━━━ Exercise data

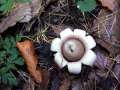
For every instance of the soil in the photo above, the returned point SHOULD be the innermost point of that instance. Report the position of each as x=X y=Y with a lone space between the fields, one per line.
x=104 y=75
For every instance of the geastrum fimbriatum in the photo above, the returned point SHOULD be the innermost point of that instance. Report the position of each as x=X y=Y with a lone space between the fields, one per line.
x=73 y=49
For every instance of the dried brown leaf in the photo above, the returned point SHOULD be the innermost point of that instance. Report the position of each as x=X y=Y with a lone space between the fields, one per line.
x=110 y=4
x=27 y=51
x=105 y=28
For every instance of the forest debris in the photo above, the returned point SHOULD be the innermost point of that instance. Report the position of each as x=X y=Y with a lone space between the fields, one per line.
x=65 y=84
x=27 y=51
x=29 y=85
x=110 y=4
x=46 y=79
x=23 y=12
x=105 y=28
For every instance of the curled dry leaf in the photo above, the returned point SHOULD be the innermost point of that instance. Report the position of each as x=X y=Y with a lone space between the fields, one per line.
x=27 y=51
x=110 y=4
x=23 y=12
x=106 y=28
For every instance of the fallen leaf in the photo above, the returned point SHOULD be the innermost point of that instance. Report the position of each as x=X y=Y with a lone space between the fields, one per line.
x=106 y=28
x=23 y=12
x=27 y=51
x=110 y=4
x=65 y=84
x=29 y=85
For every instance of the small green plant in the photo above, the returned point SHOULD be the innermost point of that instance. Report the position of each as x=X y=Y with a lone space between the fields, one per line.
x=7 y=5
x=86 y=5
x=9 y=60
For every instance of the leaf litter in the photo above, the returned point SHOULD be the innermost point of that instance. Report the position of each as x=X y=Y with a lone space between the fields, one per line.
x=105 y=74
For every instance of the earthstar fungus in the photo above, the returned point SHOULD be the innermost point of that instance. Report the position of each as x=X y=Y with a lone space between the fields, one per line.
x=73 y=49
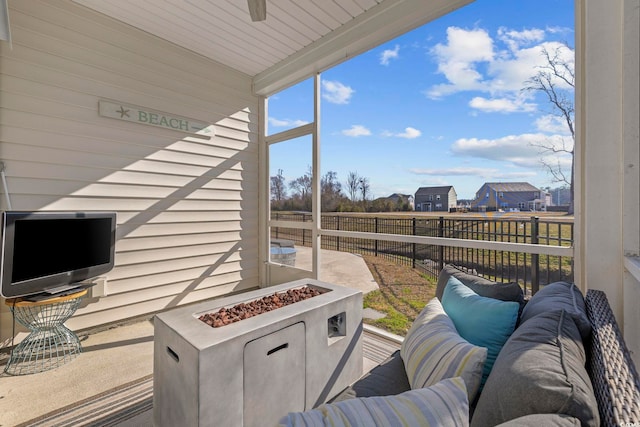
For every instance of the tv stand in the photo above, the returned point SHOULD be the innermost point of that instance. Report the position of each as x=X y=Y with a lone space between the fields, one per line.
x=50 y=344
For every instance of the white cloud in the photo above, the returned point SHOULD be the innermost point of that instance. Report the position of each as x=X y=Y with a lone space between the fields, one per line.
x=518 y=150
x=457 y=60
x=484 y=173
x=335 y=92
x=501 y=105
x=552 y=124
x=514 y=39
x=389 y=54
x=471 y=60
x=409 y=133
x=286 y=122
x=356 y=130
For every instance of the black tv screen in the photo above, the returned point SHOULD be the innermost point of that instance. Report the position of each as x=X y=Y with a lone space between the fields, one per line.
x=47 y=251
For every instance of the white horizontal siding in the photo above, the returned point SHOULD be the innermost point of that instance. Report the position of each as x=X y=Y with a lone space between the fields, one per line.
x=187 y=205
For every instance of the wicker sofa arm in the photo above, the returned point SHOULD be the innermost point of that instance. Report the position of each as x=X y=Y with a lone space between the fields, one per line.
x=613 y=374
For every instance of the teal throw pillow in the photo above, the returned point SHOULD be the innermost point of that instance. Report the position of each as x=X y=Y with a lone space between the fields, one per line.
x=485 y=322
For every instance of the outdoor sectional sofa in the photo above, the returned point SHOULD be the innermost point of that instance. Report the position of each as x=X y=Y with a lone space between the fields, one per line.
x=559 y=361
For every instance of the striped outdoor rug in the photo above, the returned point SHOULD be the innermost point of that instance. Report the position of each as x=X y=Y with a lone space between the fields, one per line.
x=105 y=409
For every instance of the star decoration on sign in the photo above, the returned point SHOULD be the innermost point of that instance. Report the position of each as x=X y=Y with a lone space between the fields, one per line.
x=123 y=112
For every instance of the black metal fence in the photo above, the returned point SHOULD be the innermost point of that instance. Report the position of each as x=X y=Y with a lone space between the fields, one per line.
x=530 y=270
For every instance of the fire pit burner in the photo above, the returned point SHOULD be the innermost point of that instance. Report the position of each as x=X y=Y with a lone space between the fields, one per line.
x=241 y=311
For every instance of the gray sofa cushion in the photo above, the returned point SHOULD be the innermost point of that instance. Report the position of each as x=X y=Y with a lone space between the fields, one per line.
x=480 y=285
x=539 y=370
x=543 y=420
x=386 y=379
x=559 y=296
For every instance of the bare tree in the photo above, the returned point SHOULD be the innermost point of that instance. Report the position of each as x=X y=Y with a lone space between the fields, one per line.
x=331 y=191
x=353 y=185
x=278 y=188
x=301 y=187
x=556 y=79
x=364 y=188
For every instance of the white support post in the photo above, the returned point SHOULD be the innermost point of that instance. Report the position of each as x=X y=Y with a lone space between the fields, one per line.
x=316 y=201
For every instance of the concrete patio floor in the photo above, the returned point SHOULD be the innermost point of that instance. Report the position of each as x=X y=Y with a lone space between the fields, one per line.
x=123 y=354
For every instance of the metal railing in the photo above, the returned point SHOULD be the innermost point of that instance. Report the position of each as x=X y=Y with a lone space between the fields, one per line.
x=531 y=270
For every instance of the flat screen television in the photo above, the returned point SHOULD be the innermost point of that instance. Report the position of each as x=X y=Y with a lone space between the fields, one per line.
x=49 y=252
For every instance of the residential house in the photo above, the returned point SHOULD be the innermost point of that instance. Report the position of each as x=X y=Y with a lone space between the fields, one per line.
x=193 y=204
x=401 y=200
x=509 y=196
x=436 y=199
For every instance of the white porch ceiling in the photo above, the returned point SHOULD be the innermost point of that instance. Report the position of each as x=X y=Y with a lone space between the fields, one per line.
x=298 y=37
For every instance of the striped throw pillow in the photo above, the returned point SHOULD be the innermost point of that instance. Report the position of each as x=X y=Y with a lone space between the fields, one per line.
x=443 y=404
x=433 y=350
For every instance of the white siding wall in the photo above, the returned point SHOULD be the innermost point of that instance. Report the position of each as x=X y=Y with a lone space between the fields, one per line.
x=187 y=208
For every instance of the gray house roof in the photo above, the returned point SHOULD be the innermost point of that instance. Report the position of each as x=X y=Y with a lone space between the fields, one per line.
x=433 y=190
x=511 y=187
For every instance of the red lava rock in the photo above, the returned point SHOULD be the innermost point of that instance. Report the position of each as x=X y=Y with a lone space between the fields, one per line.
x=241 y=311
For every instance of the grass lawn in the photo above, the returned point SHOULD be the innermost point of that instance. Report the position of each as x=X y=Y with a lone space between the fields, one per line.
x=402 y=295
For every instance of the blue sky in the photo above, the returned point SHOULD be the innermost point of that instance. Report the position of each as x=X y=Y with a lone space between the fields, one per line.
x=441 y=105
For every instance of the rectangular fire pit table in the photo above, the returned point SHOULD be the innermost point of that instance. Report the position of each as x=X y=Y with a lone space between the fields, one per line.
x=254 y=371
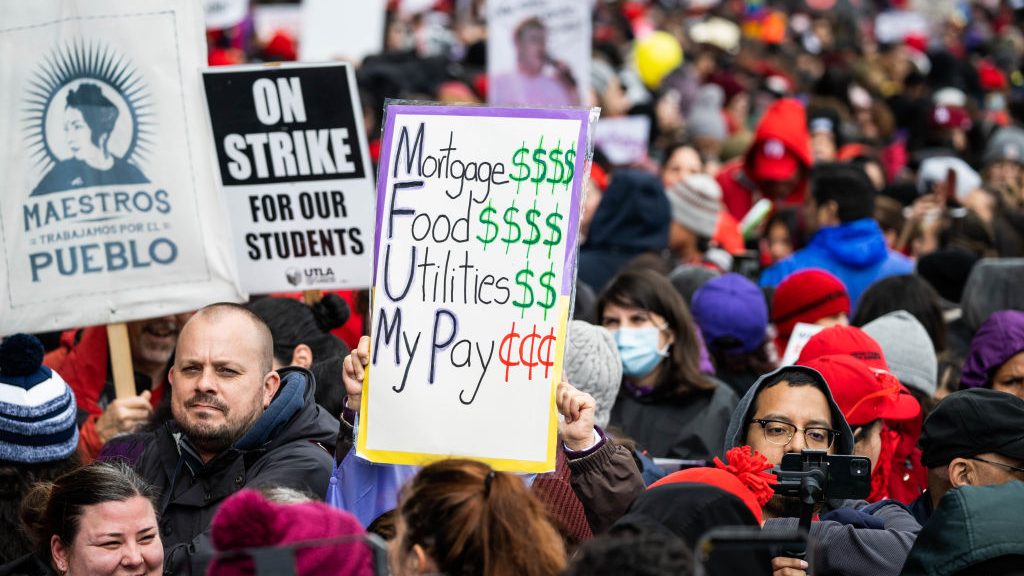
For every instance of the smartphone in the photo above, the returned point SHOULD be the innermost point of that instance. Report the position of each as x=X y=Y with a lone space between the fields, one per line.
x=847 y=478
x=730 y=550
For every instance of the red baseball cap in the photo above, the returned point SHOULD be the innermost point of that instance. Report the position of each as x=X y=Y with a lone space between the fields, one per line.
x=848 y=340
x=773 y=161
x=864 y=395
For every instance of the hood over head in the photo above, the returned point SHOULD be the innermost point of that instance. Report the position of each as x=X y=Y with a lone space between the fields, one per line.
x=858 y=244
x=735 y=434
x=634 y=214
x=781 y=142
x=994 y=284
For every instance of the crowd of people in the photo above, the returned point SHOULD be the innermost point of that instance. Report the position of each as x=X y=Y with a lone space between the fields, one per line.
x=822 y=251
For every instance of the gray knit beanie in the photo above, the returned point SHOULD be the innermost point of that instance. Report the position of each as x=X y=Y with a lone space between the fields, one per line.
x=592 y=365
x=706 y=118
x=908 y=350
x=696 y=201
x=1006 y=144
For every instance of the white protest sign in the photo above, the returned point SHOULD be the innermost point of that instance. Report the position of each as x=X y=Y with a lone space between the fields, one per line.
x=624 y=140
x=802 y=333
x=539 y=52
x=224 y=13
x=296 y=174
x=333 y=30
x=109 y=209
x=895 y=26
x=477 y=223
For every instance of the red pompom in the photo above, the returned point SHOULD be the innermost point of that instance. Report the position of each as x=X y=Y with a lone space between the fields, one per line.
x=749 y=465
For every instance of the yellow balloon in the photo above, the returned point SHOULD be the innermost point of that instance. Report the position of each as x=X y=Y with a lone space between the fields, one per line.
x=655 y=55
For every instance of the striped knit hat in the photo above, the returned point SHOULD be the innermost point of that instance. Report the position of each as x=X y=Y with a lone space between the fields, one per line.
x=696 y=201
x=37 y=407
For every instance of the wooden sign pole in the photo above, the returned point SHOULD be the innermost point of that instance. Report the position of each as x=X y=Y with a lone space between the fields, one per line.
x=310 y=297
x=124 y=376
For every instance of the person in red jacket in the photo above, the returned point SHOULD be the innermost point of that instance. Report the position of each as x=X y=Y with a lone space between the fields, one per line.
x=86 y=369
x=775 y=166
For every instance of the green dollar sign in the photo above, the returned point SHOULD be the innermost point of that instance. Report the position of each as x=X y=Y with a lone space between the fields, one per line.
x=555 y=237
x=520 y=163
x=542 y=166
x=535 y=231
x=491 y=232
x=509 y=218
x=522 y=278
x=555 y=155
x=569 y=165
x=550 y=295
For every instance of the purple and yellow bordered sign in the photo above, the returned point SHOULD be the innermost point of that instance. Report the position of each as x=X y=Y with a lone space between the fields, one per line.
x=474 y=268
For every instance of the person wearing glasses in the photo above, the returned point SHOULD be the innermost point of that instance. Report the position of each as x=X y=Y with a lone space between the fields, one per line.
x=973 y=438
x=790 y=410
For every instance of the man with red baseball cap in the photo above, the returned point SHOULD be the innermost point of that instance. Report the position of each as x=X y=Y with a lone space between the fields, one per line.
x=867 y=398
x=898 y=434
x=776 y=164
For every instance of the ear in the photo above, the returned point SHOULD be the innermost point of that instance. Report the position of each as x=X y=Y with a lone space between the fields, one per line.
x=59 y=552
x=271 y=383
x=423 y=563
x=962 y=472
x=302 y=356
x=830 y=209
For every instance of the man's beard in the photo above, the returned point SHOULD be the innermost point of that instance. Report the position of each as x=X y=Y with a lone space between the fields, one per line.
x=785 y=506
x=209 y=439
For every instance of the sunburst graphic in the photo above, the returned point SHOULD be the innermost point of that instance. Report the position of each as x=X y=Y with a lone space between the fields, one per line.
x=67 y=67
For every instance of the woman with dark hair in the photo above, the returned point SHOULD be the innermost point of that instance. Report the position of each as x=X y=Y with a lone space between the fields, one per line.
x=461 y=518
x=93 y=521
x=302 y=337
x=89 y=121
x=909 y=292
x=666 y=404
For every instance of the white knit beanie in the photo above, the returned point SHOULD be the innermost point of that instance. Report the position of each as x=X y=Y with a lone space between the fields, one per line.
x=592 y=365
x=696 y=202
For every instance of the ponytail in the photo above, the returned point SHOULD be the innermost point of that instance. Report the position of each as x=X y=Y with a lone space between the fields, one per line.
x=471 y=520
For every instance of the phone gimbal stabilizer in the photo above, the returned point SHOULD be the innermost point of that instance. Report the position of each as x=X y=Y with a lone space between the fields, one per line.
x=814 y=476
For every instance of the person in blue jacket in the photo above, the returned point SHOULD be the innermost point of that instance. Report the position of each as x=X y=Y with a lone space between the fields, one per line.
x=847 y=241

━━━━━━

◆ What is being asked
Begin at the line containing "For every instance of the person in blue" and reproduce each line through the end of the records above.

◆ Written solution
For every instance of the person in blue jacket in the photo above, the returned point SHOULD be the innermost point of that instance. Report the position of each as x=X y=Y with a lone space between the fields, one per line.
x=847 y=241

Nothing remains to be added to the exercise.